Libdecimal for C++ Quants: What are my options?

What every C++ developer knows: 0.1 + 0.2 != 0.3. No surprise there. The interesting question is which decimal format to use, what it costs you, and where Boost.Decimal stands among the options.

In October 2025, Harold Bott got in touch and asked me to review the dependency-free Boost.Decimal implementation. Unfortunately, I was not in a good position to help at the time: The Intel LIBBID-based libdecimal library I maintained was in terrible shape, and I did not yet have a proper benchmarking or comparison framework ready. I felt a bit ashamed about that. I tried to scramble something together so I could respond with useful content, but their release deadline was only a few days away. It felt like a missed opportunity, and I kept thinking about it from time to time — you know, those moments between doom scrolling and being busy in general. This work is my attempt to make up for it. Boost.Decimal is excellent work supports both Intel BID and IBM DPD formats, but this review is not to repeat the internal work of the library contributors, instead focuses on the corners I am familiar with writing exchange connectivities and trading systems.

[What you will do]
A) According to the post on decimal formats in C++, which points make up the interesting question? List them all.
B) Please give the month and year when, per the post on decimal formats in C++, Harold Bott asked the author to review Boost.Decimal.

Records from a collection:
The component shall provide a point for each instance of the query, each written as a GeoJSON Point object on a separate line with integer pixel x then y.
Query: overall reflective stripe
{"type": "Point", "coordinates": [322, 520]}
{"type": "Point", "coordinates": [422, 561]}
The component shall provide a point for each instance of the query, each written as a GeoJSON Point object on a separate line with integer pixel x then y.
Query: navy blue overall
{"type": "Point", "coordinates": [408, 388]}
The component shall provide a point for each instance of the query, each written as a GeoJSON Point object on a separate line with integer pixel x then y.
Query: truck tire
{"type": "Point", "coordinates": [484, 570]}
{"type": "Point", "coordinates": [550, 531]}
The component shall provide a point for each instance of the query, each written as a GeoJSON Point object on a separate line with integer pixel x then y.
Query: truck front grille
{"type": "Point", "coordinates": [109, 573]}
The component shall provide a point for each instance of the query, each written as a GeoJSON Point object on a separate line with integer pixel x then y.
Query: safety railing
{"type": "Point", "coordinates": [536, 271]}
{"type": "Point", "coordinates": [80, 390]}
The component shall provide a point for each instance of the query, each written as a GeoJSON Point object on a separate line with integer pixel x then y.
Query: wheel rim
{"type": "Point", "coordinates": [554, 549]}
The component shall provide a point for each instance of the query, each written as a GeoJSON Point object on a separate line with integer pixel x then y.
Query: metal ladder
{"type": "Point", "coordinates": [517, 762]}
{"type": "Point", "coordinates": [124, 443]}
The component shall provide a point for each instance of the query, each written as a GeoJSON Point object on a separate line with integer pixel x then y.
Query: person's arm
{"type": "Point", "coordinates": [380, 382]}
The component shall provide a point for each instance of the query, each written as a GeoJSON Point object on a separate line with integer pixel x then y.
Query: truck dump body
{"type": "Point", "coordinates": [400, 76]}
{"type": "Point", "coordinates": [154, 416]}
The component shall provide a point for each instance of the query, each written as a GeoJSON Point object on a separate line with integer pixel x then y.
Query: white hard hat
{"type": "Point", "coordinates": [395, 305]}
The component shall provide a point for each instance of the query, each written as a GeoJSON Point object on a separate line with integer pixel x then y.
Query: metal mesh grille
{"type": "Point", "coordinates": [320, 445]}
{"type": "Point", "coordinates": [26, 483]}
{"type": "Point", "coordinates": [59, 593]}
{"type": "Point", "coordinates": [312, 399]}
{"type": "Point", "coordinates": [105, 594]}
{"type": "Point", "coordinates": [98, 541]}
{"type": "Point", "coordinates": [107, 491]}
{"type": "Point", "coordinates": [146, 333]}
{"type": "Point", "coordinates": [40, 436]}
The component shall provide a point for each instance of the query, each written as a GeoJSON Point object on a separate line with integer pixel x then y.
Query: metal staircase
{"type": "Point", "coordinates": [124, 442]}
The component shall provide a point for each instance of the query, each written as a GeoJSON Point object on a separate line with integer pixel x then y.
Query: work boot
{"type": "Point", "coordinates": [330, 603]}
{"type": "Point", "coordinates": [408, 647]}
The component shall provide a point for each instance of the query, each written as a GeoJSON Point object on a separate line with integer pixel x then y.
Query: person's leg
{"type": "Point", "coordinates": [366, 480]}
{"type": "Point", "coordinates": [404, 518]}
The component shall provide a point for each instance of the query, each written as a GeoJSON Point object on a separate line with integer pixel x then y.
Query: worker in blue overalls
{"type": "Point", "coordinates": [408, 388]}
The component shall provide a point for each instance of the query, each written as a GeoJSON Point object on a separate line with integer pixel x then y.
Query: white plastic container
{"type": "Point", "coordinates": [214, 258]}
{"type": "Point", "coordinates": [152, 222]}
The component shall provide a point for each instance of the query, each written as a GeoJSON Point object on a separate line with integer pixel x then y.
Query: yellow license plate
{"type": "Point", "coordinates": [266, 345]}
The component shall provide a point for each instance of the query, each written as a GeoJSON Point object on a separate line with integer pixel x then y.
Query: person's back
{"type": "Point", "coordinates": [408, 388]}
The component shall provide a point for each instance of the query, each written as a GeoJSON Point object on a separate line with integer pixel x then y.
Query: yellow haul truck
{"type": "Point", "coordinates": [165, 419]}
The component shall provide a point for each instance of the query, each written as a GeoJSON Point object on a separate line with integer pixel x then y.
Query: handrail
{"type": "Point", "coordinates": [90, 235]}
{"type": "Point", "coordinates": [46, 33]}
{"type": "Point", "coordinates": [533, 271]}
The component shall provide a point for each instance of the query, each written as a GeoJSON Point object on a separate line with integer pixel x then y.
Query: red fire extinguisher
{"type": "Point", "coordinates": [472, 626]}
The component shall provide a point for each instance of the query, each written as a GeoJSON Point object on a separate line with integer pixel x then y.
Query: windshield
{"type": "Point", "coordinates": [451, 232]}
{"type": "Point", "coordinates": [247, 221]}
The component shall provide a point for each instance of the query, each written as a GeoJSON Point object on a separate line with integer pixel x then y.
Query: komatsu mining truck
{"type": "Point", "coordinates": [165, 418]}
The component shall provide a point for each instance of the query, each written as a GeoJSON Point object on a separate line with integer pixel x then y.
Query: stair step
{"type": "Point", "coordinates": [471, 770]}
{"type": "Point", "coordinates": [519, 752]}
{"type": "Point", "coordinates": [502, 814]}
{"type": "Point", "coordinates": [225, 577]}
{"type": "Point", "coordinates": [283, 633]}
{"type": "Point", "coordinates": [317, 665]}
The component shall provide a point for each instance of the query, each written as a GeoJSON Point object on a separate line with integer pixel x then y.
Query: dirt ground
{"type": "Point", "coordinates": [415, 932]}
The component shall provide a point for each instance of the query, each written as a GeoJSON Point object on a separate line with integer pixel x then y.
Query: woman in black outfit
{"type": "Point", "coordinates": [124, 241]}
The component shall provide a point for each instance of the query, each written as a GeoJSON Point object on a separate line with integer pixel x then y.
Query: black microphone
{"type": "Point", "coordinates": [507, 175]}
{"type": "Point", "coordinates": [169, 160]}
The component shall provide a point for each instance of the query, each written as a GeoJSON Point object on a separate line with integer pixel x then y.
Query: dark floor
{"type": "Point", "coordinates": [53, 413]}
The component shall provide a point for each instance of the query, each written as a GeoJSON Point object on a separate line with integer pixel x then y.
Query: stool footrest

[List of solutions]
A)
- Which decimal format to use
- What it costs you
- Where Boost.Decimal stands among the options

B) October 2025